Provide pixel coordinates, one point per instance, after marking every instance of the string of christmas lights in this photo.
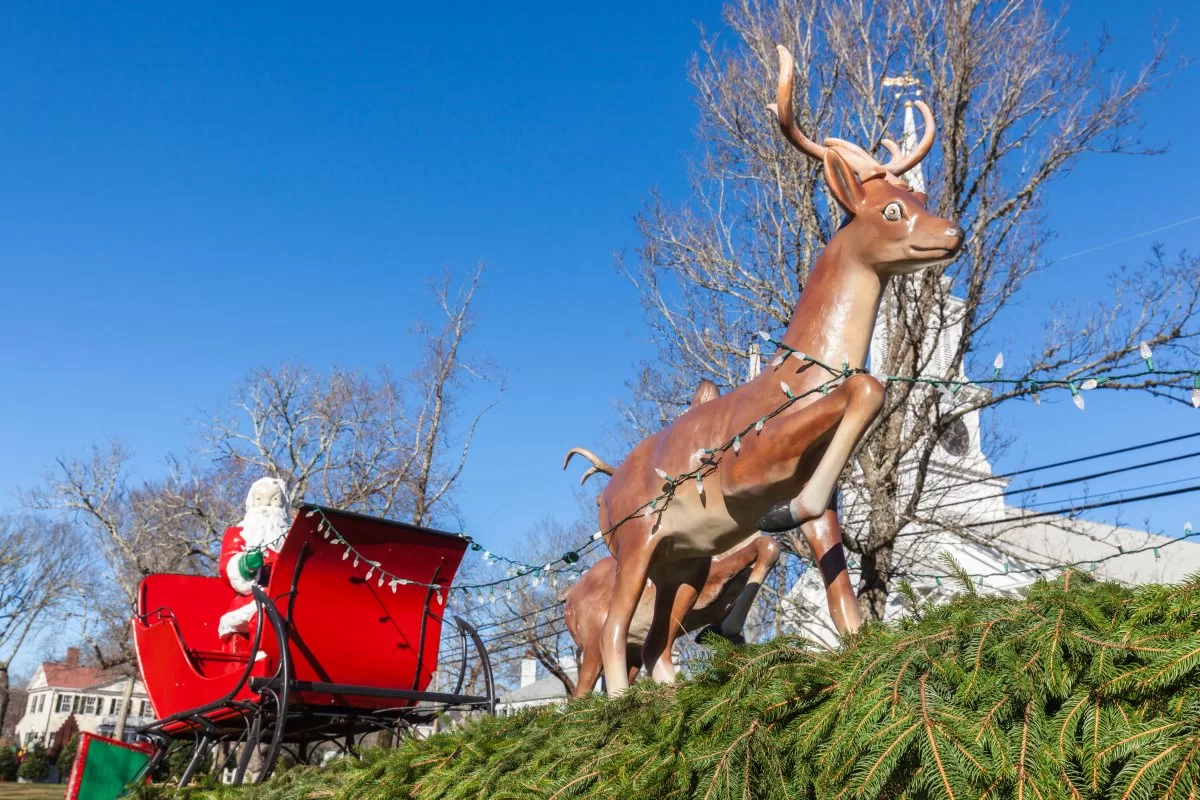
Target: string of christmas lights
(711, 461)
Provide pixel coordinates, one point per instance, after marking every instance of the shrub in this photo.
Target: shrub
(66, 758)
(7, 763)
(36, 764)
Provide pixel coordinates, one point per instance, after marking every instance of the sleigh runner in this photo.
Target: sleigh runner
(334, 654)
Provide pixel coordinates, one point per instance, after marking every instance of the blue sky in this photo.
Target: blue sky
(159, 163)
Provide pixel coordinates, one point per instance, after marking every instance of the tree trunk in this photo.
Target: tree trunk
(124, 715)
(4, 691)
(873, 593)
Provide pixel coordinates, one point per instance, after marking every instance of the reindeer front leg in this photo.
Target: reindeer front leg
(855, 405)
(676, 594)
(823, 535)
(633, 567)
(766, 555)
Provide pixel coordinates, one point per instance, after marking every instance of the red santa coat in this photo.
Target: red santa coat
(241, 609)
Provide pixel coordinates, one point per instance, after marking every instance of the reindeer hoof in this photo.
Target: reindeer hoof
(778, 519)
(715, 630)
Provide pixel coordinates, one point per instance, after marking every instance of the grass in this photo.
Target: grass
(1080, 690)
(33, 791)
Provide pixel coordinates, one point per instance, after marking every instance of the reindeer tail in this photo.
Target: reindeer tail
(598, 464)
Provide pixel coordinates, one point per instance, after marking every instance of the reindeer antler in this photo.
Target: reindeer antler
(783, 107)
(859, 158)
(899, 164)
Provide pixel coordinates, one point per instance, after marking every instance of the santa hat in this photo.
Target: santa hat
(262, 483)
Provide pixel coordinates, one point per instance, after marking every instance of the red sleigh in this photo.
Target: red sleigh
(341, 654)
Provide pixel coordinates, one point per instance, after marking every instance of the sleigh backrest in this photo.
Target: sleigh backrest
(346, 627)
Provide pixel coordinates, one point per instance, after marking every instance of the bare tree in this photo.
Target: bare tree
(367, 443)
(169, 525)
(41, 566)
(1018, 108)
(522, 618)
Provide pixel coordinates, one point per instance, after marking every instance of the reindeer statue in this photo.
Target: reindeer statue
(733, 581)
(783, 476)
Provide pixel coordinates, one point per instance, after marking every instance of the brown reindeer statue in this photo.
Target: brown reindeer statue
(733, 581)
(784, 475)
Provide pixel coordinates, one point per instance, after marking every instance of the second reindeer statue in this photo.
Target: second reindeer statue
(784, 475)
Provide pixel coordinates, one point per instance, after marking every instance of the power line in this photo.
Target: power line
(1069, 510)
(1123, 240)
(1067, 481)
(1078, 461)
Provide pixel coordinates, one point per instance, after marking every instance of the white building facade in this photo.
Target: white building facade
(95, 697)
(1006, 548)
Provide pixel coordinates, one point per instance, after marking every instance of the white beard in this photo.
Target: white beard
(264, 527)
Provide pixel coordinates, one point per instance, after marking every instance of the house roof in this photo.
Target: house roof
(547, 689)
(61, 675)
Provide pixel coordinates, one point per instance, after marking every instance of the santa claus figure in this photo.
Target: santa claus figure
(247, 552)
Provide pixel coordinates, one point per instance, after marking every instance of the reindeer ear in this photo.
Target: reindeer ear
(843, 181)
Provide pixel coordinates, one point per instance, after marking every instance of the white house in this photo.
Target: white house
(997, 543)
(534, 691)
(94, 696)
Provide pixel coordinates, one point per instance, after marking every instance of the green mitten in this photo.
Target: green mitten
(250, 564)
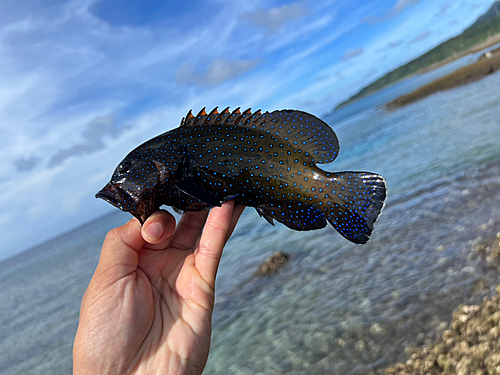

• **Aim**:
Please repeat the entries above with every "photo" replaced by "image", keeping everything else unchanged and leaving out the pictures.

• **Written reply**:
Provide pixel coordinates, one point per instance, after marking every instance of the string of christmas lights in this image.
Target: string of christmas lights
(711, 461)
Provide pixel coordinates, one point per instance, after marking every instance of the shrub in this image.
Target: shrub
(66, 758)
(7, 763)
(36, 764)
Provide pixel coordinates, one point per instance, after marking every instance of the sleigh runner in this image.
Target: sleigh runner
(334, 654)
Provide pixel coordinates, one point per instance, after marking every instance of the blue sky in this image.
Target: blue sky
(159, 163)
Provide pixel coordinates, one point per instance, after marking every instance of the tree trunk in this image.
Target: tree trunk
(124, 715)
(4, 691)
(873, 593)
Provide pixel coordinates, one point per instance, after marking every instance of the reindeer front leg in this image.
Target: reindeer front leg
(855, 405)
(676, 594)
(823, 535)
(633, 567)
(766, 555)
Provide pixel coordinates, one point per instance, after marking every instance of the red santa coat in this image.
Target: red santa coat
(241, 609)
Provide pixel coordinates, one point per instance, after marking every instance of the reindeer hoof in this image.
Target: reindeer hoof
(778, 519)
(715, 630)
Provide pixel coordinates, one point per instance, after marking every instance of the grass in this image.
Target: grass
(1080, 690)
(33, 791)
Provide pixel coordinates, one point per instance, after marking every instance of the reindeer tail in this image.
Target: reindeer tail
(598, 464)
Provide pixel coordinates, one point per instance, after marking every instance of the reindeer antler in this image.
Target: reindeer antler
(783, 107)
(859, 158)
(899, 164)
Provide pixel coordinates, one point per instance, after marking every instance of the santa hat in this image.
Target: santa hat
(262, 483)
Provide pixel coordinates, one point per instance, after marking every instance of the red sleigh in this image.
Target: red sleigh
(341, 654)
Provide pixel coordinates, one point per instance, after marking every instance of the sleigh backrest in this image.
Target: sleigh backrest
(346, 627)
Provide pixel coordinates, one point per instance, after marking every instance of the bare tree in this image.
Target: bare tree
(367, 443)
(169, 525)
(41, 566)
(1018, 108)
(522, 618)
Provide pixel coordinates, one point per instance, after marking every instance of the reindeer statue in this image.
Target: reindeer statue
(733, 581)
(783, 476)
Provide pixel coordinates, one point per instance, after marking every instance of the brown reindeer statue in this image.
Target: brown reindeer statue
(733, 581)
(784, 475)
Provide pixel coordinates, one point per instance, after marking every instance of the second reindeer statue in this image.
Target: second reindeer statue
(784, 475)
Provide pixel coordinates, one point per instance, after marking every instance of the power line in this image.
Target: power line
(1069, 510)
(1123, 240)
(1067, 481)
(1078, 461)
Provide pixel coordinates, one point per instance, after marking every instance of the white building facade in this image.
Target: white building facade
(95, 697)
(1006, 548)
Provide pixel coordinates, one point per instance, after marking every instance of the white beard in this image.
Target: white beard
(264, 527)
Provide pixel coordinates, one point per instance, after marking every instance of the house roof in this image.
Target: house roof
(547, 689)
(61, 675)
Provide pixel coordinates, one point per instance, after marking every instance of the santa claus figure in this image.
Target: santa claus figure
(247, 552)
Provide pixel coordinates, one point per instance, after marking every instance of the reindeer ear in this image.
Target: reindeer ear
(843, 181)
Provide pixel coordinates, one point per instance, after marking every instance of the white house in this image.
Target: white house
(997, 543)
(534, 691)
(94, 696)
Provide pixel coordinates, one point per instance, after marking every instance of the green mitten in this image.
Target: green mitten
(250, 564)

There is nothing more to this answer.